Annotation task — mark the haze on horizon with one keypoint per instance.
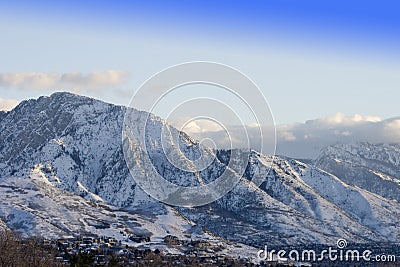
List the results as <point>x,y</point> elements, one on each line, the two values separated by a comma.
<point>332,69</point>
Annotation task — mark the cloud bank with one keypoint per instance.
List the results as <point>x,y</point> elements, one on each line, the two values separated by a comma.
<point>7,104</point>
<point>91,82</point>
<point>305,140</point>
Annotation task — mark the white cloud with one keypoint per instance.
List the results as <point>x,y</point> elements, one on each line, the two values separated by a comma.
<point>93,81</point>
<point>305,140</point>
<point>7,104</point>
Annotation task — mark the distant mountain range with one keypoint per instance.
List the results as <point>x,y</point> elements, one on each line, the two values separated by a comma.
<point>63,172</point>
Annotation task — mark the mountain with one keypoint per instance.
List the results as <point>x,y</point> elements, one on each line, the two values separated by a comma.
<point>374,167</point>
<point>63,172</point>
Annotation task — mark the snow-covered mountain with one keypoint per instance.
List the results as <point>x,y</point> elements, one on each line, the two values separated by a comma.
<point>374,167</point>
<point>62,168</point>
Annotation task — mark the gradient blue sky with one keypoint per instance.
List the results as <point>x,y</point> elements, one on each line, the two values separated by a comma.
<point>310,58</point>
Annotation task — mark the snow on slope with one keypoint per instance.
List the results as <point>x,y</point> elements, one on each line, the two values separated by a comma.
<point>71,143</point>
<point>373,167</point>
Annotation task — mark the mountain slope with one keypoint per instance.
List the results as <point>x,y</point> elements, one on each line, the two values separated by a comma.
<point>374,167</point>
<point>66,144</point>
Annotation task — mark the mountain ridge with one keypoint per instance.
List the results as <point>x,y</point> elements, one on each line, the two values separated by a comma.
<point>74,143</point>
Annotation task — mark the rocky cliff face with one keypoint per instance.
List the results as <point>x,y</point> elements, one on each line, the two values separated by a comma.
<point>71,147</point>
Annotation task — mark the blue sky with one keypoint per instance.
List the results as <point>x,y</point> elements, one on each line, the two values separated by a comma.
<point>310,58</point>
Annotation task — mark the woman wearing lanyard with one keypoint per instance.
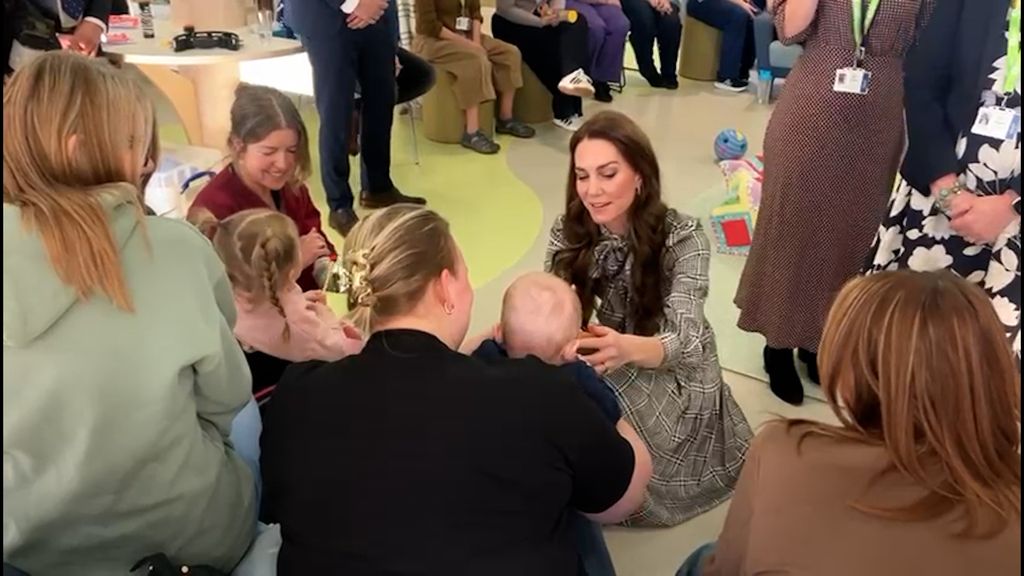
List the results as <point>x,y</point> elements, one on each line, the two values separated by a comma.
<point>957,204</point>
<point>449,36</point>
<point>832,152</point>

Brief: Convert the listing into a JSON list of strings, one string per line, starting with the line that contains "Annotation task — mark the woman" and going on through the end of the listing. Skip blank lines, and leave the pictures out.

Written answer:
[
  "Annotation task — mark the woman wearing lanyard with one keypoint per instance.",
  "List the results as <point>x,y</point> elements, one on each line, the two values separated by a comma.",
  "<point>957,204</point>",
  "<point>449,36</point>",
  "<point>832,152</point>"
]